→ **What you have to do**
Copy each of the entries below word for word, and leave the picture out of your copy.

→ **Supplied entries**
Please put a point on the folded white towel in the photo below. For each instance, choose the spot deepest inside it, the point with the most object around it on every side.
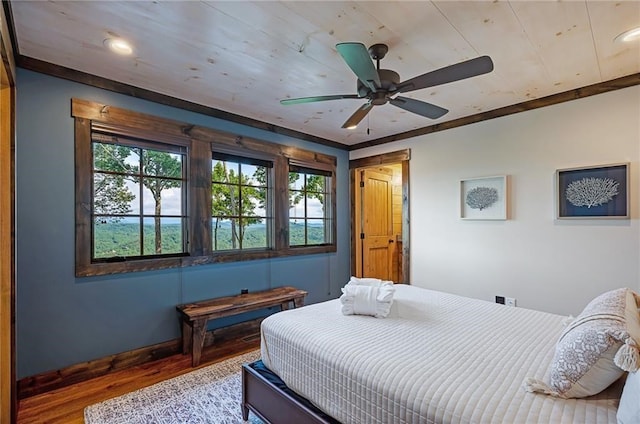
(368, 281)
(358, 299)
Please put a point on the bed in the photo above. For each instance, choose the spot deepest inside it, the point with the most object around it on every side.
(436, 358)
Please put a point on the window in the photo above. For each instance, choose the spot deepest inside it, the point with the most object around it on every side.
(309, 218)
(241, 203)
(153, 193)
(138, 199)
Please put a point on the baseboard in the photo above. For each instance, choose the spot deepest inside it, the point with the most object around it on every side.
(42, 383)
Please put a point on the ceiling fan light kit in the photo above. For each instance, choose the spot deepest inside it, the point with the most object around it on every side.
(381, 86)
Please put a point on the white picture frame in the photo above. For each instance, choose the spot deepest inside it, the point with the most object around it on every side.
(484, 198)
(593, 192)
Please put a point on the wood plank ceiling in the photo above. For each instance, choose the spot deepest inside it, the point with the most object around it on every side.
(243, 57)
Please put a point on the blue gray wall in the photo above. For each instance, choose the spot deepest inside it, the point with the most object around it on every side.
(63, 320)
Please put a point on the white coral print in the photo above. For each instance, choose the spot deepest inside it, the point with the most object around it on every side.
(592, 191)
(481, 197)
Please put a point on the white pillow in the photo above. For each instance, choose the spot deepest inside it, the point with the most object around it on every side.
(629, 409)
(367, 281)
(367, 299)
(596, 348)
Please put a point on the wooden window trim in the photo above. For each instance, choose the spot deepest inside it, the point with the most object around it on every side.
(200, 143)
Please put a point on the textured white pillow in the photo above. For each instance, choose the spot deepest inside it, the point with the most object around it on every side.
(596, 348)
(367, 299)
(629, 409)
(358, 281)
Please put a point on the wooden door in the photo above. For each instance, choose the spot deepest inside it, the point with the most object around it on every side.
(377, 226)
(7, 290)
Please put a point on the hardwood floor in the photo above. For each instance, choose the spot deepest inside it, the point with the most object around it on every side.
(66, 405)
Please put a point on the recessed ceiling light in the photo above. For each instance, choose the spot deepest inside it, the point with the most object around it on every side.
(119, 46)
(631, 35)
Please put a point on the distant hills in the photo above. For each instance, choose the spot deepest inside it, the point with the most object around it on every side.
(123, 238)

→ **Reply to the task**
Please put a point on the folded white towel in the photo below. For each instance, choose the spot deepest inside it, the point with the most object around it on every side.
(368, 281)
(358, 299)
Please put a point on the bed in the photo above. For each instance, choose the spot deepest inside it, the point with the most object around it on every side.
(436, 358)
Please put a point on the window in the photo above. For each instance, choose the spot deepest inside it, the point with the most object around it on every side.
(309, 218)
(241, 203)
(153, 193)
(138, 199)
Please put a point on the baseboard in the photo above. For each instance, choose the spot deepest inside it, the point with the most object around it on every side.
(42, 383)
Please put a point on the ceiling fan light kit in the photo above. For each instance, choose the spot deepest inside it, the point with the most object around it on every side.
(381, 86)
Please put a point on the white picture frame in the photo above. For each instance, choose the spot deepest inside it, the point with the most object around it on every side.
(484, 198)
(593, 192)
Please put a point on the wood plank ceiling in the photo above. For each instance, choose the spot deepest inside it, the point with the most object around it on every side.
(243, 57)
Please put a point on the blue gray wall in the photo above. For each instance, choose the spot deepest inside it, the point with the most object around it on every side.
(63, 320)
Please put a point on the white coral print in the photo above. For each instance, choose the spot deepest inside it, the point with the most object around it on every side.
(592, 191)
(481, 197)
Please put a point on the white pillow in the photo above. For each instance, choose the spot deepest inside it, the point with the most object around it on every side.
(629, 409)
(367, 281)
(367, 299)
(596, 348)
Please put a point on the wooden window trim in the photo above. For each instance, choose the spot deepest inside it, the point with the most object around it on every side.
(200, 143)
Please put a point on the textured white pillow in the photo above. For each instance, choose the spot deepest inside it, the point with the most object around it on every side.
(596, 348)
(367, 299)
(629, 409)
(358, 281)
Please put a point on the wooden door in the photo above. For each instance, choose the spot deepest inside it, the point with the most object around it on every side.
(377, 226)
(7, 290)
Please put a point on the hardwood floor in the photo above. For each instance, choose the spot deepest inside it, the point with the most object around it on every side.
(66, 405)
Please put a point on the recessed ceiling light in the photo above. For each instance, choose the spot deepest inside it, the point with the most object around it on every side.
(119, 46)
(631, 35)
Please put a point on the distant hills in the photo above. For each instance, choose the spot deepest inside it, the point with the most object around it on every side.
(123, 238)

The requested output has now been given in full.